### Data entries
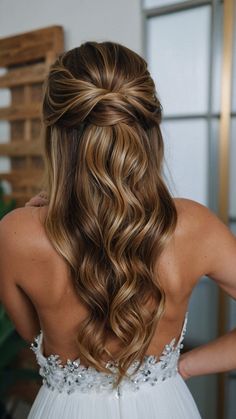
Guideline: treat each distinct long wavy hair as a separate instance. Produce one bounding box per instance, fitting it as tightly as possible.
[43,42,177,386]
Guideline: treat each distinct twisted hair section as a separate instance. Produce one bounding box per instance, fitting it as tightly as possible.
[43,42,177,385]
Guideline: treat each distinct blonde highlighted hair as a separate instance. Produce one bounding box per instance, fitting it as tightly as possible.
[43,42,177,385]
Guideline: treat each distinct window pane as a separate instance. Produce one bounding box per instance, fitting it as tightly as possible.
[162,120,208,205]
[229,118,236,217]
[147,6,210,114]
[144,0,187,7]
[212,3,223,113]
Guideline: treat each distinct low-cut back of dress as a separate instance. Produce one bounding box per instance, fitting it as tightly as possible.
[28,312,201,419]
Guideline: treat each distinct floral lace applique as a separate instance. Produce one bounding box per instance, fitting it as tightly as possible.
[31,312,188,397]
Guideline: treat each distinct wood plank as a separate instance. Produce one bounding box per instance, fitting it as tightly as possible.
[0,103,42,121]
[0,63,49,88]
[0,139,43,157]
[4,194,40,208]
[0,25,64,67]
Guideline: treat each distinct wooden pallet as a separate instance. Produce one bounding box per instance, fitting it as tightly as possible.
[0,26,64,207]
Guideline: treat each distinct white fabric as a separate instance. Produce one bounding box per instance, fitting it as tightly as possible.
[28,313,201,419]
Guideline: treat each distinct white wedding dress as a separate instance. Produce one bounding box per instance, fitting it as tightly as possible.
[28,313,201,419]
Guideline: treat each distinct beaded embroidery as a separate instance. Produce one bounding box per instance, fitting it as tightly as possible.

### Exercise aim
Return the full material word for word. Do not include the pictures.

### Task result
Guideline: treat each distinct long wavy hair as a separate instance. Produce one bounding box per instance, fitting it as tightly as possible.
[43,42,177,386]
Guideline: treat each distinct twisted hair section as a separate instance. Produce one bounding box per instance, fitting it as tightly as possible.
[43,42,177,385]
Guideline: treat each distinct blonde highlighted hair as a separate instance. Produce one bounding box per instance, fitting it as tightly as possible.
[43,42,177,385]
Guideline: treat each distinct window pane as a separate instance. Produce one bounding box per instance, fitting it as tightly as possible.
[162,120,208,205]
[229,118,236,217]
[147,6,210,114]
[144,0,187,7]
[212,3,223,113]
Guideline: treat each distinct low-cut back of dress as a separate instance. Produce one bounding box per instance, fitting it as tightly as possible.
[28,312,201,419]
Guideline: treat each distinct floral lace applique as a separate instance. Produce one bounding box per instance, fitting it as tightly as possible.
[31,312,188,397]
Guideline: treat each distinct wood plank as a separate instance. Produce one bounding box per instance, fitting it as tightly as possible.
[0,103,42,121]
[0,63,49,88]
[0,139,43,157]
[4,194,40,208]
[0,25,64,67]
Guideline: treat each distinct wooden pallet as a separate instance. Produce one bounding box per instance, fitting it as tightly as possible.
[0,26,64,207]
Guideline: treat each distinct white fabric as a separate instance. Produce one bounding box per instance, fitting it as tightly as possible.
[28,313,201,419]
Guideline: treat each distinct white wedding dress as a separate instance. Produce one bounding box per instance, fitting it as tightly as possible.
[28,313,201,419]
Guideline: treat each distinct beaded embroidery as a separate instance. Produce one bounding box per instance, fitting it as tightly as possible.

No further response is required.